=== Short task ===
Print the listing that follows, character for character.

=== Data section ===
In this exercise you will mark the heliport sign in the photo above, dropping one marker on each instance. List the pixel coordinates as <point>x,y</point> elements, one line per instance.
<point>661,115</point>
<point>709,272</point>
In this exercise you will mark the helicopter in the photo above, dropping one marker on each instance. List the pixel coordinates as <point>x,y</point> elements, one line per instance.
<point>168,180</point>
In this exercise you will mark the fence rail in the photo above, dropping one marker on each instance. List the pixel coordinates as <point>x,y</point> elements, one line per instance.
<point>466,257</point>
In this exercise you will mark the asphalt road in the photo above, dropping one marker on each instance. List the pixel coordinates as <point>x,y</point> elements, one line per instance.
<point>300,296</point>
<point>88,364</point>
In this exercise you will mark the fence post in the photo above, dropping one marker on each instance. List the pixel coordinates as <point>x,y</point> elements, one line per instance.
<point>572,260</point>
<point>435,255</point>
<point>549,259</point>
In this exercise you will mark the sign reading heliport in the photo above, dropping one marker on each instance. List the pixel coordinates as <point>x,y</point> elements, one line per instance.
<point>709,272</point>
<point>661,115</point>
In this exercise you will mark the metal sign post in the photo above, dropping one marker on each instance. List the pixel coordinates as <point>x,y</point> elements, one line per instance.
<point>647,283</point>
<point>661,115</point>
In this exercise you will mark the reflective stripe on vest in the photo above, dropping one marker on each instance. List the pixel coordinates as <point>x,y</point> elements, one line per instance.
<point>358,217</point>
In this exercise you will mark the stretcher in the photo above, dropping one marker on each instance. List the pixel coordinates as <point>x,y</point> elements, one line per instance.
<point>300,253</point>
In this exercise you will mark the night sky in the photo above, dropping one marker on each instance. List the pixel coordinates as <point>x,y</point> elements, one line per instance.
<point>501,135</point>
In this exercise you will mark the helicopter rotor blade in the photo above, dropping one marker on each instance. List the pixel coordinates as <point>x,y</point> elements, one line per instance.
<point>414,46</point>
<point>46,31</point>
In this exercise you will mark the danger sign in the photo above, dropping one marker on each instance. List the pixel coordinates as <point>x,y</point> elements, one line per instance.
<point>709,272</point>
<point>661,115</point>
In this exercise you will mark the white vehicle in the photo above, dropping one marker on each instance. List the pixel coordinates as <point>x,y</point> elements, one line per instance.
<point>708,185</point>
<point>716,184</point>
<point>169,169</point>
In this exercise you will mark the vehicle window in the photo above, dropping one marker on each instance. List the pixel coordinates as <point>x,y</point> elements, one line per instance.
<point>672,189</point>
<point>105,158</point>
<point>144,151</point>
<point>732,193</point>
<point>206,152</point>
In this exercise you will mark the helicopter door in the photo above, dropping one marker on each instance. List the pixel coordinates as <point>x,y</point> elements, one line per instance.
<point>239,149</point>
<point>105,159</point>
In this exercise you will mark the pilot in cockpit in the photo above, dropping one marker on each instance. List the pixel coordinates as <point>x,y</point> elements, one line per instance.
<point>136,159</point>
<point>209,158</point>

=== Exercise answer ===
In this exercise you will mark the heliport sign in the photo above, dropping one marker on each instance. List the pixel coordinates as <point>x,y</point> elements, one line per instance.
<point>661,115</point>
<point>709,272</point>
In this exercise you will mark the helicopter in the photo above, dropping one marker on each instance. List the pixel coordinates as <point>x,y</point> elements, one line per instance.
<point>168,180</point>
In this exercise you will mark the fence rail in the photo above, dropping one marker on each instance. List the pixel coordinates as <point>x,y</point> elements, one line per instance.
<point>466,257</point>
In this exercise you will mark the asphalt road in the photo above, dropping one marker on each instance. List the pixel coordinates as <point>x,y</point> elements, one line per instance.
<point>300,296</point>
<point>88,364</point>
In this exercise you will mark the fence post in the photo above, dropping one marker on each instance. List the pixel coordinates as <point>x,y</point> elements, one line per instance.
<point>572,260</point>
<point>435,255</point>
<point>549,259</point>
In this exercise you will mark the sign reading heliport in the photo above, dropping one marker on each instance. List the pixel coordinates as <point>x,y</point> elements, one line per instance.
<point>709,272</point>
<point>661,115</point>
In this exercise you will mark the metal sign post in the photo above, dropping one marker on each instance. List the pixel coordinates as <point>x,y</point> elements, one line per instance.
<point>647,283</point>
<point>661,115</point>
In this exercise you will mark the reflective stripe on vest in the photo above, dropping one marker on each instance. List the pixel coordinates as <point>x,y</point> elements, one line per instance.
<point>358,217</point>
In this exercise you will mark the stretcher in the photo above, dropping one marker on each instance. List the pixel coordinates as <point>x,y</point> elements, one line per instance.
<point>300,253</point>
In this exercise you will mark the night sky in the photo above, dropping one marker on each instance. List the pixel coordinates as <point>x,y</point> elements, one line per instance.
<point>501,135</point>
In this exercise you will mark the helicopter rotor blade in the photo above, dropping one marker on each instance. List the pixel coordinates as <point>x,y</point> elements, one line per instance.
<point>414,46</point>
<point>46,31</point>
In this exercise you will mark the danger sign in the photo above, dropping one marker on each instance. List the pixel coordinates as <point>x,y</point> elements, one line per instance.
<point>709,272</point>
<point>661,115</point>
In this exercise you will mark the white vehicle in the photo above, dropping one marker on each instance. List the pixel coordinates as <point>x,y</point> elements, one line per instance.
<point>708,185</point>
<point>716,184</point>
<point>169,169</point>
In this exercise you will mark the vehicle window in the photo above, dropping one marker on each instance. List the pixel coordinates as <point>x,y</point> elements, one line per instance.
<point>672,189</point>
<point>105,158</point>
<point>144,151</point>
<point>732,193</point>
<point>206,152</point>
In this exercise you will mark the helicopter door in the photo above, dropping one marker on each instance. List the pixel coordinates as <point>x,y</point> elements, one line per instance.
<point>239,149</point>
<point>105,159</point>
In this exercise you will mark the pilot in cockpit in the photo above, dropping one marker on each instance. List the pixel coordinates as <point>x,y</point> elements, one line per instance.
<point>136,159</point>
<point>209,158</point>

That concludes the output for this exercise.